Okuma parçası
+ + +

# Kimler Var > Büyük Türk Alimleri >  Gelenbevi ismail efendi

## ceyda

1730 yılında şimdiki Manisa'nın Gelenbe kasabasında doğan Gelenbevi İsmail efendi, Osmanlı İmparatorluğu matematikçilerindendir. Asıl adı İsmail'dir. Gelenbe kasabasında doğduğu için ikinci adı onun bu doğduğu kasabadan gelir. Daha çok Gelenbevi adıyla ün kazanmıştır.
Önce, kendi çevresindeki bilginlerden ilk bilgilerini almıştır. Daha sonra, öğrenimini tamamlamak üzere İstanbul'a gitmiştir. Burada, çok değerli ve kültürlü öğretmenlerden yararlandı ve matematiğini oldukça ilerletti. Müderrislik sınavına girerek kazandı ve 33 yaşında müderris oldu. Bundan sonra kendisini tümüyle ilme verdi.
Gelenbevi, eski yöntemle problem çözen son Osmanlı matematikçisidir. Sadrazam Halil Hamit paşa ve Kaptan-ı Derya Cezayirli hasan paşa'nın istekleri üzerine, Kasımpaşa'da açılan Bahriye Mühendislik Okulu'na altmış kuruşla matematik öğretmeni olarak atandı. Bu atama ona parasal yönüyle bir rahatlık getirdi.

+ + +

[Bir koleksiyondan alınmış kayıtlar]
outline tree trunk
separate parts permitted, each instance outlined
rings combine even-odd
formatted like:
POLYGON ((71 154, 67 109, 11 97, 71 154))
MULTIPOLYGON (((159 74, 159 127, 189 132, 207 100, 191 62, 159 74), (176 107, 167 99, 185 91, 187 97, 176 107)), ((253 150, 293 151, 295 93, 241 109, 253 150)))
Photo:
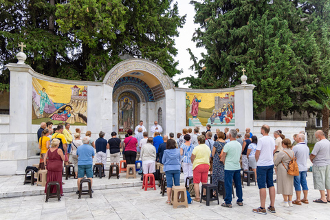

+ + +

Yapılacaklar
- A) Gelenbevi İsmail Efendi hakkındaki metinde adı geçen bütün yerleşim yerlerini (şehir, kasaba ve semt adlarını) sıralayın.
- B) Gelenbevi İsmail Efendi hakkındaki metinde "Gelenbevi, eski yöntemle" sözlerini içeren kısımla açılıp "bir rahatlık getirdi." ile kapanan bölümü aynen aktarın.

Alıştırma cevapları
- A) Manisa, Gelenbe, İstanbul, Kasımpaşa

- B)
Gelenbevi, eski yöntemle problem çözen son Osmanlı matematikçisidir. Sadrazam Halil Hamit paşa ve Kaptan-ı Derya Cezayirli hasan paşa'nın istekleri üzerine, Kasımpaşa'da açılan Bahriye Mühendislik Okulu'na altmış kuruşla matematik öğretmeni olarak atandı. Bu atama ona parasal yönüyle bir rahatlık getirdi.